- [Your assignment]: All of the data is to be printed exactly, though the images must be left off.

-------- Records shown

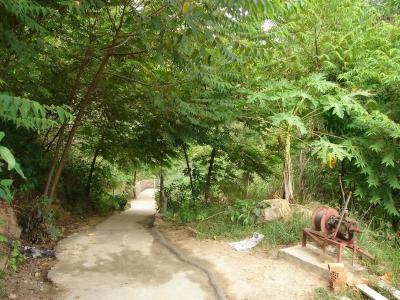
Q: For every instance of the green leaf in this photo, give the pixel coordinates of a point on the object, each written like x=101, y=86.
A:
x=7, y=156
x=3, y=239
x=388, y=159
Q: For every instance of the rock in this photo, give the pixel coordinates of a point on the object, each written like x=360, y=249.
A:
x=279, y=208
x=9, y=225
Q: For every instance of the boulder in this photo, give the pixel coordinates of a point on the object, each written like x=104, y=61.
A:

----------------

- [Answer box]:
Q: For every instance of the green leaf in this photo, give the pixel coordinates of a point on the object, each written like x=101, y=86.
A:
x=7, y=156
x=3, y=239
x=388, y=159
Q: For every instance of the rock in this photo, give the pixel coordinates of a point on the object, each written like x=360, y=249.
A:
x=279, y=208
x=9, y=225
Q: For every instance of the boulder in this photo, give the pixel coordinates of a point on the object, each written like x=104, y=61.
A:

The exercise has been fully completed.